TO BE DONE:
All of the listing below must be repeated word for word. Pictures are the only thing to omit.
>>>>>
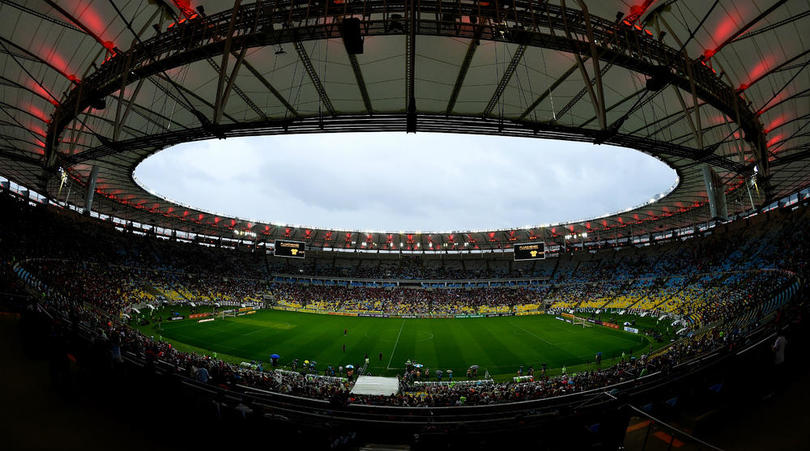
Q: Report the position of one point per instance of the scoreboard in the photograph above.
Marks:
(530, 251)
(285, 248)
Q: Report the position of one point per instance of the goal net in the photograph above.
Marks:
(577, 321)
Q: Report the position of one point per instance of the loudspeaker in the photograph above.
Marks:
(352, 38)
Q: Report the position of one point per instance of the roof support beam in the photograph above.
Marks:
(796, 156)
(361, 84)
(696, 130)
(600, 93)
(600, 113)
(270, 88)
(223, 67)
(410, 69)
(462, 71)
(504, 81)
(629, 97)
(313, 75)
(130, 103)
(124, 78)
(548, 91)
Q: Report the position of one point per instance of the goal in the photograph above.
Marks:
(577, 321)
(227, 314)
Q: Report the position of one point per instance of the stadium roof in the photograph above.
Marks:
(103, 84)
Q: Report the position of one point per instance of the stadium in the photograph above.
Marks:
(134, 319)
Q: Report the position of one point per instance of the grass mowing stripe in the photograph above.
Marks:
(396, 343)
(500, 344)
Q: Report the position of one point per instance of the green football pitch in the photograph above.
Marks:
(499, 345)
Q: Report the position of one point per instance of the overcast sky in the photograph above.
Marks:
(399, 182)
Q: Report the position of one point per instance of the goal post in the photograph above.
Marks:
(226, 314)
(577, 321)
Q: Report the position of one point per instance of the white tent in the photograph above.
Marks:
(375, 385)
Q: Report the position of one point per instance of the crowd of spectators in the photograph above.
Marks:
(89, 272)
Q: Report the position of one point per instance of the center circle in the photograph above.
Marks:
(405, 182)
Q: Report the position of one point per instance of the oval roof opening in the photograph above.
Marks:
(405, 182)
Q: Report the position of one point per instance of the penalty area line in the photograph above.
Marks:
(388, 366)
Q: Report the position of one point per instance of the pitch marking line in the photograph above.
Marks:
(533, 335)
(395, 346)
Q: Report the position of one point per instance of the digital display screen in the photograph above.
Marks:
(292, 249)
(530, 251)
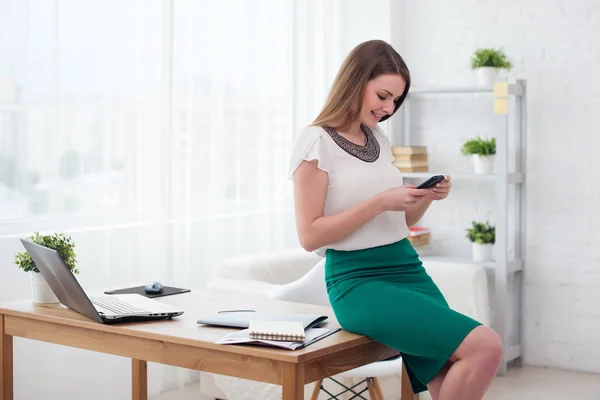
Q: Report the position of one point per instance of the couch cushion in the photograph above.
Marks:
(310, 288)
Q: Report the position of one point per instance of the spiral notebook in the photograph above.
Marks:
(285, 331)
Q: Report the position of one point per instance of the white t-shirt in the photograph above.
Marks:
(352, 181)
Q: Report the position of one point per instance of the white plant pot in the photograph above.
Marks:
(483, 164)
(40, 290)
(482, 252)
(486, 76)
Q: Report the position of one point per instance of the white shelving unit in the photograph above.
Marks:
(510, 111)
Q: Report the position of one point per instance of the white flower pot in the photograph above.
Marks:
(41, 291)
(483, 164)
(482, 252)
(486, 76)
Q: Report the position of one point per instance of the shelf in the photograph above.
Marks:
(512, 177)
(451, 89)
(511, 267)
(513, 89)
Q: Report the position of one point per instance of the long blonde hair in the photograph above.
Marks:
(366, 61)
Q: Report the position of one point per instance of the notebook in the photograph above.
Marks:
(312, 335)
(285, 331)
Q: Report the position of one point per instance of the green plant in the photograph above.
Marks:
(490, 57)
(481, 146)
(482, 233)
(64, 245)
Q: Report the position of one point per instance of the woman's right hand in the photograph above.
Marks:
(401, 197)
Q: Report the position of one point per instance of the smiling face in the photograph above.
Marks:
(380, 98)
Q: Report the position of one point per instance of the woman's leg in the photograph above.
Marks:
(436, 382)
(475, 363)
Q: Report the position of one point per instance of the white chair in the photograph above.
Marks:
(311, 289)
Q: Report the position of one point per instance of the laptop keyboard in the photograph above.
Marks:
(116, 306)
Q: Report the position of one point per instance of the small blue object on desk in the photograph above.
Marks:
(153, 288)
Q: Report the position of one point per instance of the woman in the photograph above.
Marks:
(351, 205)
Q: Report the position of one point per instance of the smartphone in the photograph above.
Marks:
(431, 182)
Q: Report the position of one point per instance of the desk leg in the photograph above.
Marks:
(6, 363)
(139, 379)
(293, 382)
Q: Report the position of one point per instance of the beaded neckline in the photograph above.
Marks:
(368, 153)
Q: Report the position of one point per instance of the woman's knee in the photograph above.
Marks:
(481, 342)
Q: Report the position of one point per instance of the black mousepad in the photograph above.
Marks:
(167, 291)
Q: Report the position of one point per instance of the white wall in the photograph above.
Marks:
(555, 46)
<<<<<
PROBLEM SOLUTION:
Q: Report the position of one point per instance of the scoreboard in the photograph above.
Marks:
(530, 251)
(285, 248)
Q: Report the position of one point per instance of the goal net in the photograph above.
Marks:
(577, 321)
Q: Report the position of one point per instance of the loudspeaker in the photograph above.
Marks:
(352, 38)
Q: Report the position of one point per instance of the roof support beam in the photograph above.
Marks:
(796, 156)
(361, 84)
(696, 130)
(600, 93)
(600, 113)
(270, 88)
(223, 67)
(410, 69)
(462, 71)
(504, 81)
(629, 97)
(313, 75)
(130, 103)
(124, 78)
(548, 91)
Q: Report the position of one point per instance of the goal in the photograph above.
Marks:
(577, 321)
(227, 314)
Q: Report the position of one point per instance of the stadium roof in the photograph above.
Marks:
(103, 84)
Q: Report the position of one point per instance of the stadium in the photograph above.
Marks:
(134, 319)
Q: Report the position of one point per instance of the grass mowing stripe in the photograph above.
Marks:
(396, 343)
(500, 344)
Q: Report the position of one point per instance of the green football pitch in the photograph above.
Marks:
(499, 345)
Q: Report the position of one point per instance of the overcast sky in the photograph above.
Marks:
(399, 182)
Q: Report the position of one point per instance of the goal post in the photograph above.
Marks:
(226, 314)
(577, 321)
Q: Report the position of one point per instance of the white tent in the photograph above.
Marks:
(375, 385)
Q: Report the position of one point per instance of the crowd of spectators in the photograph above.
Marks:
(89, 272)
Q: Report the position of one point per instance of the center circle in the photograph above.
Marks:
(405, 182)
Q: Report the position of one point per instance of the oval roof opening in the photograph above.
Marks:
(405, 182)
Q: Report the position of one point per instance of the penalty area line in the photograph above.
Marks:
(388, 366)
Q: Report the position of one point per instance of the pitch marking line in the photograph above.
Marks:
(533, 335)
(395, 346)
Q: Report the position of one point per instance of the digital display screen in the photograph above.
Marks:
(292, 249)
(530, 251)
Q: Report the position of one point per instance of the couch cushion in the photograph above.
Marks:
(310, 288)
Q: Report the position of one point per instance of the spiral notebook in the photograph above.
Marks:
(285, 331)
Q: Report the position of one point per instance of the white t-shirt in the photograph above.
Marks:
(352, 181)
Q: Report the position of one point per instance of the white plant pot in the photograph above.
Marks:
(483, 164)
(40, 290)
(482, 252)
(486, 76)
Q: Report the position of one point per instance of the white shelving unit in the photograph above.
Marks:
(510, 111)
Q: Report the position of one point per instance of the white flower pot in the photograph above.
Marks:
(41, 291)
(483, 164)
(482, 252)
(486, 76)
Q: Report the position of one point per instance of the shelf in the photograph above.
Marks:
(512, 177)
(451, 89)
(511, 267)
(513, 89)
Q: Report the position of one point per instance of the long blonde hair in the photograph above.
Marks:
(366, 61)
Q: Report the position of one point per instance of the notebook in the photograph above.
Marks:
(312, 335)
(285, 331)
Q: Report the position of one point per instance of the green plant in the photograph above.
Marks:
(490, 57)
(481, 146)
(482, 233)
(64, 245)
Q: Report the position of one point per instance of the woman's right hand in the photograph above.
Marks:
(401, 197)
Q: Report the position of one point per instance of the smiling face in the photograph above.
Marks:
(380, 98)
Q: Report the position of one point per instance of the woman's leg in the photograph above.
Marks:
(436, 382)
(475, 363)
Q: Report the position of one point per instance of the white chair in the photograph above.
Marks:
(311, 289)
Q: Report the position of one point per instance of the laptop keyboard in the photograph above.
Marks:
(116, 306)
Q: Report the position of one point per instance of the small blue object on desk in the photograph above.
Marks:
(153, 288)
Q: Report the position of one point per instance of the woman in the photograph above.
Marks:
(351, 205)
Q: Report the position of one point per instance of the smartphone in the photograph above.
Marks:
(431, 182)
Q: Report the position of one point per instance of the desk leg in the photograph above.
Marks:
(6, 363)
(139, 379)
(293, 382)
Q: Report the position of one point per instance of the beaded neckline in the photograph above.
Marks:
(368, 153)
Q: Report the position of one point per instance of the woman's knee in the photograph above.
Marks:
(481, 342)
Q: Report the position of one point per instance of the black mousepad in the photograph above.
Marks:
(167, 291)
Q: Report the position of one point per instance of the white wall in the photograph above.
Marks:
(555, 46)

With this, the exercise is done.